**PROBLEM REQUIREMENTS**
Starting at the line that contains "Shot-chart audit: point to every instance of the shrub" and ending at the last line of the material, output those lines as a numbered list, skipping any blank lines.

--- start DATA FOR THIS TASK ---

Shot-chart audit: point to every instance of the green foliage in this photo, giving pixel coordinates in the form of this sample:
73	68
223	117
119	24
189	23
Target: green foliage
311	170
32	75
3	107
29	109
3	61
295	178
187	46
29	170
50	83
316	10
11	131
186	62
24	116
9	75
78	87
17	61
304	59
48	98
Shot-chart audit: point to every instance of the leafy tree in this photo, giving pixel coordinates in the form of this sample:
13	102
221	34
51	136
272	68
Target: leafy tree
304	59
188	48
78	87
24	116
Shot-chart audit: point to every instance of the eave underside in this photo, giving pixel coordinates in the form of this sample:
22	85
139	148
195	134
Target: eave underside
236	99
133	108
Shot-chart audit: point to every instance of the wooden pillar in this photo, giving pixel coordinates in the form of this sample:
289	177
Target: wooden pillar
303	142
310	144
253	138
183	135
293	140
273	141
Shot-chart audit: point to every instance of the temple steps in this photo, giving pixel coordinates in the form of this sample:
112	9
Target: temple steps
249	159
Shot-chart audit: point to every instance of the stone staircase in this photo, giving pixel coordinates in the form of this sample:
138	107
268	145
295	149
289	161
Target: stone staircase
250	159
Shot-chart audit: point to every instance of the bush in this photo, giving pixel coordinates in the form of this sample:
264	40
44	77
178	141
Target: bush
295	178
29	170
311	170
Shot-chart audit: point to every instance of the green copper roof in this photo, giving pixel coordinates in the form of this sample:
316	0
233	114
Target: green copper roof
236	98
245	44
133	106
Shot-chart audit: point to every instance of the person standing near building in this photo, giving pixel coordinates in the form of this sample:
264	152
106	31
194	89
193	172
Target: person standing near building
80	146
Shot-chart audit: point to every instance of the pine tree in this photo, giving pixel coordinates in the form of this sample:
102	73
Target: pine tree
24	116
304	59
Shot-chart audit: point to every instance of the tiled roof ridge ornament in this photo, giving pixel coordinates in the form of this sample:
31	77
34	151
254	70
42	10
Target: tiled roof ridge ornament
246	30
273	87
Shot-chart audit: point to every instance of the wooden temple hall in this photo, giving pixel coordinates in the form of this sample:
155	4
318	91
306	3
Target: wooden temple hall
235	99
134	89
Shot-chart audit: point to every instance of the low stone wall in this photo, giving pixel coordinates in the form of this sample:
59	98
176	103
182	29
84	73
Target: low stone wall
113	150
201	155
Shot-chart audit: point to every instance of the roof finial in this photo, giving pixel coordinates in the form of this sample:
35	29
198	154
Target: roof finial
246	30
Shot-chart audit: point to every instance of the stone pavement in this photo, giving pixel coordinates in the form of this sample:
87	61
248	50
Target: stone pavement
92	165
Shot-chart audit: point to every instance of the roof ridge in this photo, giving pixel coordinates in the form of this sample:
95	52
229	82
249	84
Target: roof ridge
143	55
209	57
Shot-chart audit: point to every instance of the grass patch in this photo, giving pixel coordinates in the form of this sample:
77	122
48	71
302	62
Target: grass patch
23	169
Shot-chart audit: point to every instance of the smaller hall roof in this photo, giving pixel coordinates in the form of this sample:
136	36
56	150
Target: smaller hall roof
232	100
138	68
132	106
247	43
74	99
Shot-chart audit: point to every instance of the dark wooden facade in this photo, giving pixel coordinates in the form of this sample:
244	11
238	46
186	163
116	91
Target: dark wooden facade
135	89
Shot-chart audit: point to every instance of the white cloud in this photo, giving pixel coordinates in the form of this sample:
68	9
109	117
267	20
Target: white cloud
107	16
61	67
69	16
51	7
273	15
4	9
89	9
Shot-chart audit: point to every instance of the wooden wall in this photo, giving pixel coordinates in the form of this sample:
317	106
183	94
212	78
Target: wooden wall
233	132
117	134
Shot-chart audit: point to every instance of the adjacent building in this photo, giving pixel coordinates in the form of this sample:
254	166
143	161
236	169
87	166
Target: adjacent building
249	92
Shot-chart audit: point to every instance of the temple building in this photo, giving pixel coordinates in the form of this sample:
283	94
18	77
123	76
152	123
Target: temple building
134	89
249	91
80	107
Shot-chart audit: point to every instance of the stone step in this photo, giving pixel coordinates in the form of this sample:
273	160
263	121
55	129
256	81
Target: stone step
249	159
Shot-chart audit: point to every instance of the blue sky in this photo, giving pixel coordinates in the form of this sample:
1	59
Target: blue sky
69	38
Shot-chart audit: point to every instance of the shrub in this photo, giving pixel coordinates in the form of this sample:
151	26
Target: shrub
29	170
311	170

--- end DATA FOR THIS TASK ---

**CORRECT RESPONSE**
1. Shot-chart audit: point to every instance of the shrub in this photo, giving pixel coordinates in the form of this sample:
2. 151	26
3. Target: shrub
4. 29	170
5. 311	170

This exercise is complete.